● **Exercices proposés**:
A) Veuillez reproduire à l'identique le passage du document source compris entre « Puis ils ont » et « était leur destination. », bornes incluses.
B) D'après le document source, combien d'heures duraient les journées de travail de l'équipage ?

··· Document source

Ils sont restés devant l’avion. Leur hésitation et leur appréhension étaient palpables.
« Un grand nombre d’entre eux n’avaient jamais vu un avion auparavant. Puis leur rabbin leur a dit : ‘C’est votre aigle qui va vous emmener pour votre alyah' », ajoute Long, se référant au verset 19:4 de l’Exode : « Et comment je vous ai portés sur des ailes d’aigle et amenés vers moi ».
Il n’y avait pas d’escalier pour monter à bord, simplement une échelle. Et les passagers sont donc montés un à un, se passant les bébés et les petits enfants.
Puis ils ont décollé, suivant un parcours de vol soigneusement réfléchi au milieu de la mer Rouge, au dessus du Golfe d’Aqaba, au-dessus d’Eilat, de Beer Sheva avant d’atterrir à Tel Aviv. Aucun plan de vol n’avait été rempli. Seuls les Britanniques, les Américains et les Israéliens savaient d’où ils venaient et quelle était leur destination.
Pendant les deux années suivantes, Long, aux côtés des capitaines Sam Silver et Warren Metzger et du pilote en chef Robert McGuire junior, ont aidé à faire se réaliser pleinement la prophétie biblique qui annonçait le retour des Juifs yéménites au sein de leur foyer – Israël – « sur les ailes d’un aigle ».
Les journées de travail duraient entre 16 et 20 heures. Après avoir débarqué les passagers à Tel Aviv, l’équipage avait pris l’habitude de s’envoler vers Chypre pour y passer la nuit. Alaska Airlines ne pouvait laisser les avions sur le tarmac israélien en raison des opérations de bombardement menées par les pays arabes voisins.

······
··· Lignes de données

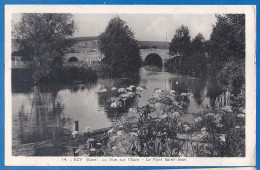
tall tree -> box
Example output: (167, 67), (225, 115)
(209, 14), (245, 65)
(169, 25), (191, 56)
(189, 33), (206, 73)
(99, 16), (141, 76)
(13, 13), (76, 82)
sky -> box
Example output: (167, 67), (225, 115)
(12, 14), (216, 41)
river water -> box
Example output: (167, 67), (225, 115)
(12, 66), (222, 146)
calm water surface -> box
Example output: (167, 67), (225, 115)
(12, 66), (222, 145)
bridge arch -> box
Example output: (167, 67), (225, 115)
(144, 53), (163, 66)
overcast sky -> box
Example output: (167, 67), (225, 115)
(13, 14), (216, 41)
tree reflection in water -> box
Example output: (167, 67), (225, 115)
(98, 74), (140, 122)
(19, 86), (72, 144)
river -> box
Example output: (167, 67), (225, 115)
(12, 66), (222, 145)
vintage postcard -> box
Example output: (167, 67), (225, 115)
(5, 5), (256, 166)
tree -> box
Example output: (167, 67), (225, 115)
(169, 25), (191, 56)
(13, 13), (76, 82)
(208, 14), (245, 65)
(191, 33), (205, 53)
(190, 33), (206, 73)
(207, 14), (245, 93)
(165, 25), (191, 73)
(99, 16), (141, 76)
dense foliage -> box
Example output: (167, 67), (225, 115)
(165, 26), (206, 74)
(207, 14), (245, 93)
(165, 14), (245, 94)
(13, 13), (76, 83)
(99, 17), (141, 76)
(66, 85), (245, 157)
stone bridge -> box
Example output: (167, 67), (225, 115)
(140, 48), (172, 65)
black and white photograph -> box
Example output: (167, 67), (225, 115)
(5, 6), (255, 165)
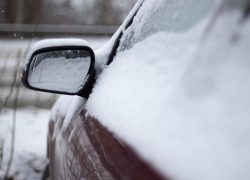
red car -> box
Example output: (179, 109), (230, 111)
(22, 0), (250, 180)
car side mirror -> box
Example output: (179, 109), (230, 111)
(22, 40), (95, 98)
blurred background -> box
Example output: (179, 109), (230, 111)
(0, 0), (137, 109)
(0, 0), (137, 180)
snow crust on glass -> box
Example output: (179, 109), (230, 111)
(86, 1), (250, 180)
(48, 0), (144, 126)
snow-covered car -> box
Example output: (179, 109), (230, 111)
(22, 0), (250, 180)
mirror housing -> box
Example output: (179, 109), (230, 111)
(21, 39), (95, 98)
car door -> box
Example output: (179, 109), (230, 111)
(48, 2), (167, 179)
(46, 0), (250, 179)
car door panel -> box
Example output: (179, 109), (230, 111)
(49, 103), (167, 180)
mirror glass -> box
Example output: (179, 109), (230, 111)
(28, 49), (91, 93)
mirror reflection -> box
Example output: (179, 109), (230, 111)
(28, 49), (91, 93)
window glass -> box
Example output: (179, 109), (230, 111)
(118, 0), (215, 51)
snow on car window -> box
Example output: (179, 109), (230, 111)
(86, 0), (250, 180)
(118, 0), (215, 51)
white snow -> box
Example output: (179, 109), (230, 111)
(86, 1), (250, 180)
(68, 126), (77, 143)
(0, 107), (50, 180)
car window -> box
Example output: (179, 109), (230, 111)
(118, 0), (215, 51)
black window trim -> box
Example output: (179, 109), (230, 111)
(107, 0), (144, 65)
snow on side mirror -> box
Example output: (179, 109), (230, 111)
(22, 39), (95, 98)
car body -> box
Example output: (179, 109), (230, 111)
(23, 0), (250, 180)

······
··· Lignes de données

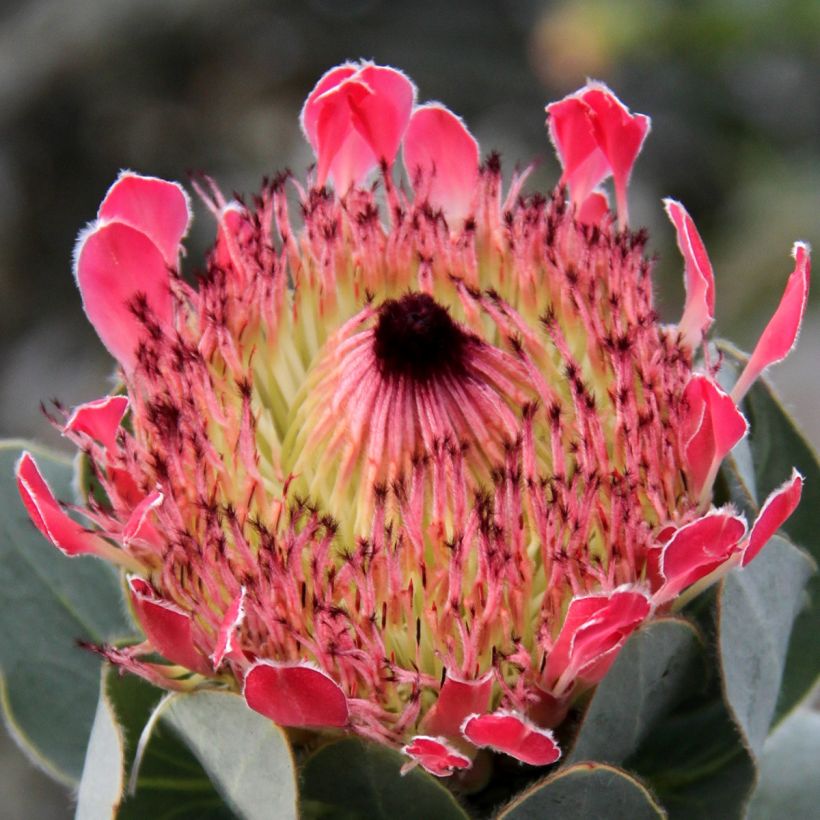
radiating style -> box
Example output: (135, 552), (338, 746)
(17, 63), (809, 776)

······

● **Résultats attendus**:
A)
Puis ils ont décollé, suivant un parcours de vol soigneusement réfléchi au milieu de la mer Rouge, au dessus du Golfe d’Aqaba, au-dessus d’Eilat, de Beer Sheva avant d’atterrir à Tel Aviv. Aucun plan de vol n’avait été rempli. Seuls les Britanniques, les Américains et les Israéliens savaient d’où ils venaient et quelle était leur destination.

B) Entre 16 et 20 heures.